* START Information given *

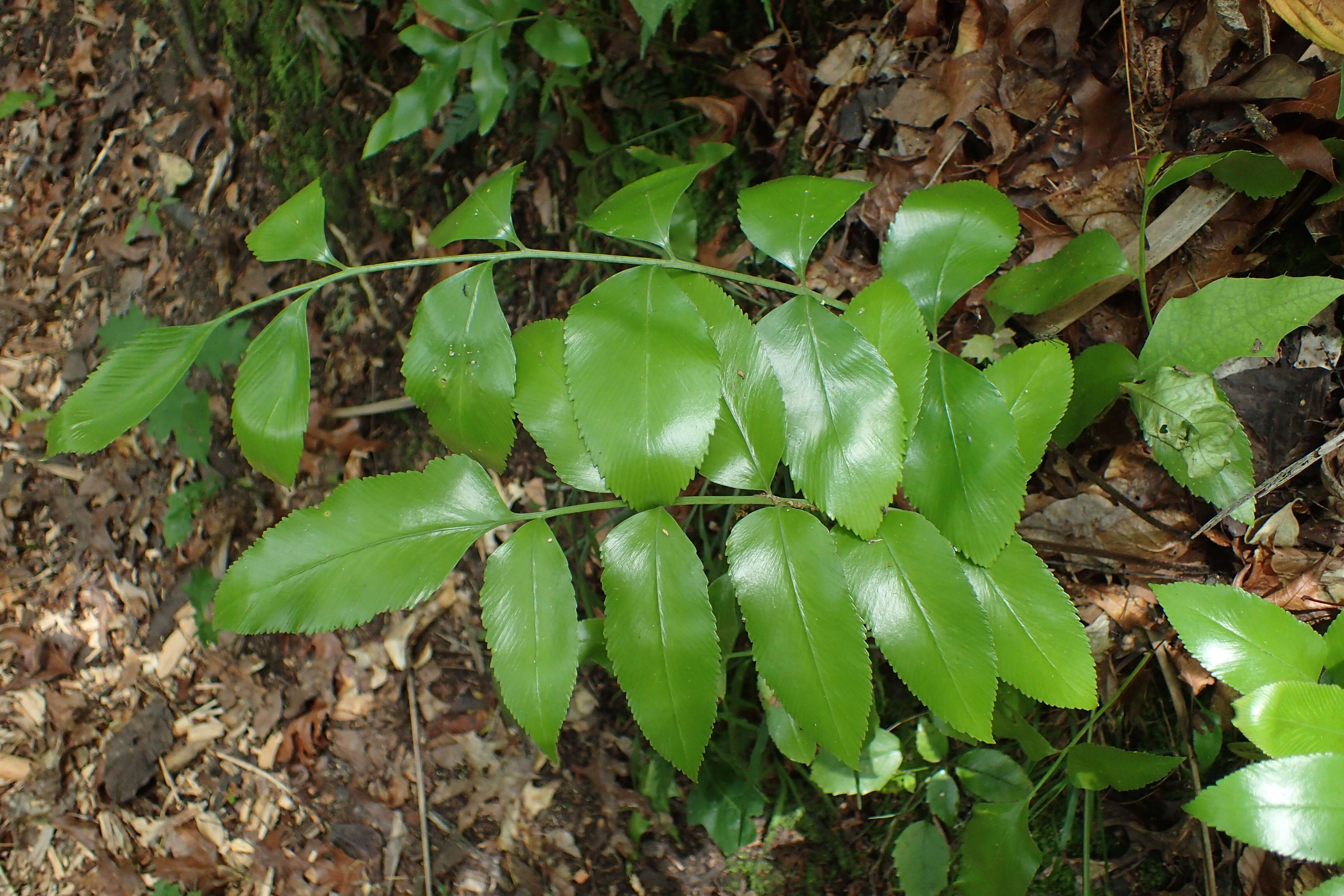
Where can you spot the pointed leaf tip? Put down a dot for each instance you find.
(296, 230)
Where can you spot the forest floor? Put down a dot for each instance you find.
(134, 748)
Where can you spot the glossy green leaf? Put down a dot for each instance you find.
(807, 636)
(1294, 718)
(527, 609)
(1257, 175)
(1097, 768)
(1241, 639)
(662, 635)
(749, 436)
(1195, 434)
(785, 218)
(888, 318)
(487, 214)
(1099, 371)
(1086, 260)
(948, 238)
(1292, 806)
(931, 743)
(123, 328)
(185, 414)
(784, 731)
(964, 471)
(1335, 651)
(998, 855)
(13, 100)
(1037, 382)
(413, 107)
(726, 804)
(636, 343)
(923, 859)
(125, 389)
(558, 41)
(879, 761)
(490, 81)
(845, 430)
(643, 211)
(545, 406)
(1040, 640)
(925, 617)
(941, 796)
(468, 15)
(375, 545)
(460, 367)
(271, 396)
(1233, 318)
(993, 776)
(1179, 171)
(296, 230)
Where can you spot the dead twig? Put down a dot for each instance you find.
(363, 279)
(420, 781)
(1184, 734)
(1113, 492)
(386, 406)
(1273, 483)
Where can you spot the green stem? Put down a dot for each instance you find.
(717, 500)
(1096, 714)
(522, 254)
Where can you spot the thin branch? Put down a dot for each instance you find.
(1113, 492)
(522, 254)
(1273, 483)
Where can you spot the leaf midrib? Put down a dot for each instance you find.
(803, 620)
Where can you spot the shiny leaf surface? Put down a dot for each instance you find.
(787, 217)
(125, 389)
(749, 436)
(925, 617)
(662, 635)
(459, 366)
(1040, 640)
(636, 343)
(964, 471)
(1292, 806)
(271, 396)
(1241, 639)
(375, 545)
(1037, 383)
(295, 232)
(1294, 718)
(643, 211)
(945, 240)
(531, 626)
(545, 406)
(888, 318)
(487, 214)
(1097, 768)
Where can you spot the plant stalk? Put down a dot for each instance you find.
(523, 254)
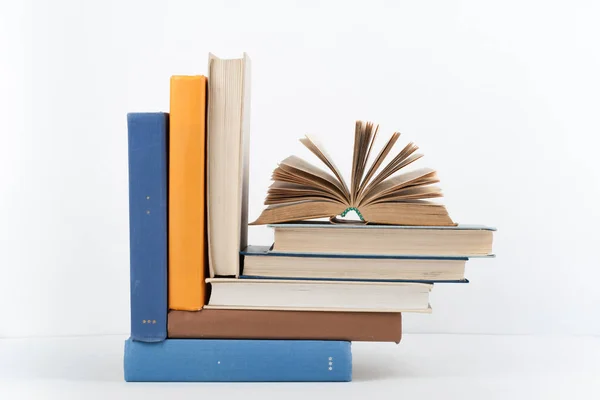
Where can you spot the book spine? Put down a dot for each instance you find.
(206, 360)
(187, 246)
(285, 325)
(147, 153)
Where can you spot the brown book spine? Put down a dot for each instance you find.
(291, 325)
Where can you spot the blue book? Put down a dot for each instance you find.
(147, 140)
(263, 263)
(222, 360)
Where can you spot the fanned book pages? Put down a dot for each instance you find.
(378, 195)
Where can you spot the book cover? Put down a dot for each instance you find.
(228, 162)
(287, 325)
(207, 360)
(187, 249)
(147, 159)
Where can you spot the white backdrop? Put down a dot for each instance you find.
(501, 97)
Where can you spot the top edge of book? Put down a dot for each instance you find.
(306, 224)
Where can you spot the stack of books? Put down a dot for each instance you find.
(206, 306)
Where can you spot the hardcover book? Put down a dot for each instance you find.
(228, 151)
(260, 261)
(147, 159)
(187, 252)
(207, 360)
(318, 295)
(301, 191)
(392, 240)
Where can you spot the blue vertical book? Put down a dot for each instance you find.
(222, 360)
(147, 140)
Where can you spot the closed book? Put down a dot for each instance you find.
(289, 325)
(187, 250)
(147, 159)
(228, 127)
(208, 360)
(318, 295)
(316, 237)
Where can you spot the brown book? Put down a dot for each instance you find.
(291, 325)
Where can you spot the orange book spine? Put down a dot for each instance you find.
(187, 237)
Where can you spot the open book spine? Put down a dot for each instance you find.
(377, 194)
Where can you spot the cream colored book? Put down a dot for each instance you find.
(259, 261)
(394, 240)
(274, 294)
(302, 191)
(227, 162)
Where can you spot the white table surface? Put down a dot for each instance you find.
(432, 366)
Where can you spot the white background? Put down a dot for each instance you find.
(501, 97)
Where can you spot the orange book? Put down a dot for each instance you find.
(187, 249)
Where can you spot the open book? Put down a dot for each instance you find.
(301, 191)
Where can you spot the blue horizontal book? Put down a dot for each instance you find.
(263, 262)
(147, 145)
(207, 360)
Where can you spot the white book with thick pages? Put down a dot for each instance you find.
(280, 294)
(228, 125)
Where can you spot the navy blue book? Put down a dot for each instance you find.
(147, 141)
(222, 360)
(263, 262)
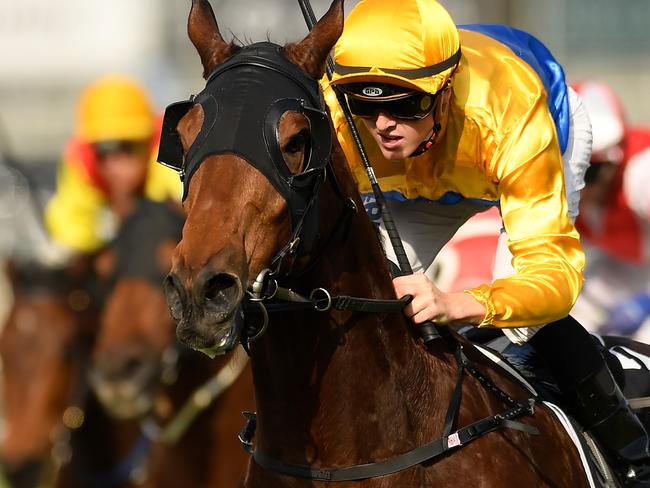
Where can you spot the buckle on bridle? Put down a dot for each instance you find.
(264, 287)
(327, 298)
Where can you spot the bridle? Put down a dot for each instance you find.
(286, 88)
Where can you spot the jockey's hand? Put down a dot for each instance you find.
(429, 303)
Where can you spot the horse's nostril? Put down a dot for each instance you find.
(220, 288)
(174, 298)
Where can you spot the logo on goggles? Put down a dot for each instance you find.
(372, 91)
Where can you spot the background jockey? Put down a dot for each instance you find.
(614, 222)
(107, 164)
(456, 120)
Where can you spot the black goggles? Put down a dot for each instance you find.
(412, 107)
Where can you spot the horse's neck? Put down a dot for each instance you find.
(325, 381)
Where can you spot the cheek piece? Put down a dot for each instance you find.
(243, 102)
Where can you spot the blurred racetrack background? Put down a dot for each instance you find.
(51, 49)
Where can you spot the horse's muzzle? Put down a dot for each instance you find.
(208, 316)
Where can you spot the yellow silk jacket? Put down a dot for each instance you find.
(500, 145)
(76, 215)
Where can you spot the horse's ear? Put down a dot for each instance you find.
(311, 53)
(204, 33)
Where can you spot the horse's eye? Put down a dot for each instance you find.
(297, 143)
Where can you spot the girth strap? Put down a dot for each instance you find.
(409, 459)
(425, 453)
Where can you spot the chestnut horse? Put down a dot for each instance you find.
(55, 432)
(190, 407)
(341, 388)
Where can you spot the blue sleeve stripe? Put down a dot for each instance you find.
(542, 61)
(449, 198)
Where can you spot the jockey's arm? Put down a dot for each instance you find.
(547, 256)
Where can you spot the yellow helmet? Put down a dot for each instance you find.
(410, 43)
(114, 108)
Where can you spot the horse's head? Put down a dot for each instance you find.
(136, 347)
(43, 345)
(252, 148)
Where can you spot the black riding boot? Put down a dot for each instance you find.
(596, 400)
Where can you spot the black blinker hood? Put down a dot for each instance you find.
(243, 101)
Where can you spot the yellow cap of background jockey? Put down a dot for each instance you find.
(114, 108)
(411, 43)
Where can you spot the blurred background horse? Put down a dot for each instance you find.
(189, 407)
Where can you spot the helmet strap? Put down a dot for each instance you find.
(429, 141)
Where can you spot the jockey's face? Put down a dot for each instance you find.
(398, 138)
(124, 168)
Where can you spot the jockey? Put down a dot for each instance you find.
(614, 221)
(106, 165)
(456, 120)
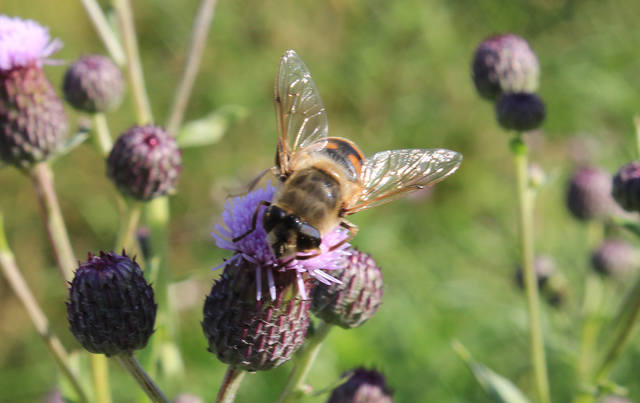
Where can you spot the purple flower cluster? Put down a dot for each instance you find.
(254, 248)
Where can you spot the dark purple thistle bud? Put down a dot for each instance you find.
(255, 335)
(111, 309)
(504, 64)
(363, 386)
(520, 111)
(589, 194)
(356, 299)
(145, 163)
(615, 258)
(93, 84)
(626, 186)
(33, 124)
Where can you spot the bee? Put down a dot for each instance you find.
(325, 179)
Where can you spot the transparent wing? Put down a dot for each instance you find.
(390, 174)
(300, 114)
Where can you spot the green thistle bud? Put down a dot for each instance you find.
(357, 299)
(145, 163)
(111, 308)
(363, 386)
(251, 334)
(93, 84)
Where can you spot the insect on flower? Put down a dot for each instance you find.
(325, 179)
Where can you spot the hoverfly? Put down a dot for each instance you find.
(325, 179)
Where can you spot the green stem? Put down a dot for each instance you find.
(204, 16)
(134, 67)
(145, 382)
(100, 375)
(101, 134)
(105, 32)
(519, 150)
(42, 179)
(230, 384)
(303, 363)
(19, 286)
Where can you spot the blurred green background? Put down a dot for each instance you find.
(393, 74)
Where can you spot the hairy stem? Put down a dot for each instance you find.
(519, 150)
(304, 360)
(230, 384)
(204, 16)
(42, 179)
(145, 382)
(19, 286)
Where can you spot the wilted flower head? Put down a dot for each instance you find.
(504, 64)
(93, 84)
(32, 120)
(145, 162)
(626, 186)
(356, 299)
(111, 308)
(254, 248)
(363, 386)
(520, 111)
(589, 194)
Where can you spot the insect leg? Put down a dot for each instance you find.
(254, 221)
(353, 230)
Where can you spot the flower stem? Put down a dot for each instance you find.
(304, 360)
(519, 150)
(132, 365)
(134, 67)
(204, 16)
(42, 179)
(230, 384)
(101, 134)
(19, 286)
(105, 32)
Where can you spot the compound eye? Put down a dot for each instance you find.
(308, 237)
(272, 216)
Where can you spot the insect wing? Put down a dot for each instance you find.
(300, 114)
(390, 174)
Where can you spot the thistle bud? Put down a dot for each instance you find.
(93, 84)
(589, 194)
(145, 163)
(615, 258)
(33, 124)
(356, 298)
(252, 334)
(363, 386)
(111, 308)
(520, 111)
(626, 186)
(504, 64)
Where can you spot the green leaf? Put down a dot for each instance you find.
(210, 129)
(499, 388)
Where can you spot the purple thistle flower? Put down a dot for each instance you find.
(254, 248)
(24, 43)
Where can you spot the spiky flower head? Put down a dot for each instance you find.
(520, 111)
(254, 248)
(504, 64)
(111, 308)
(363, 386)
(252, 334)
(356, 299)
(615, 258)
(626, 186)
(33, 124)
(589, 194)
(145, 162)
(93, 84)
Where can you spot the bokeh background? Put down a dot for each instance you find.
(393, 74)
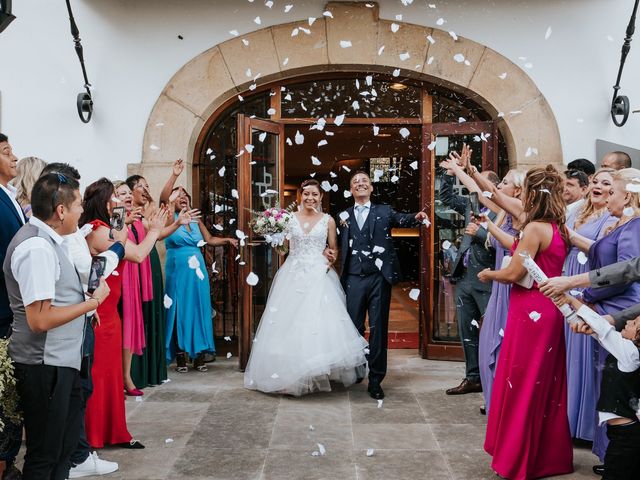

* END Information given *

▶ [Your instructions]: Pull out every line of the listing above that contains the string "surface", matching case exactly.

▶ [Response for this exercise]:
Where can you spot the shiny leaf surface? Put down a dot for each instance you find.
Where can you spot the white table surface? Put down a dot for each instance you find.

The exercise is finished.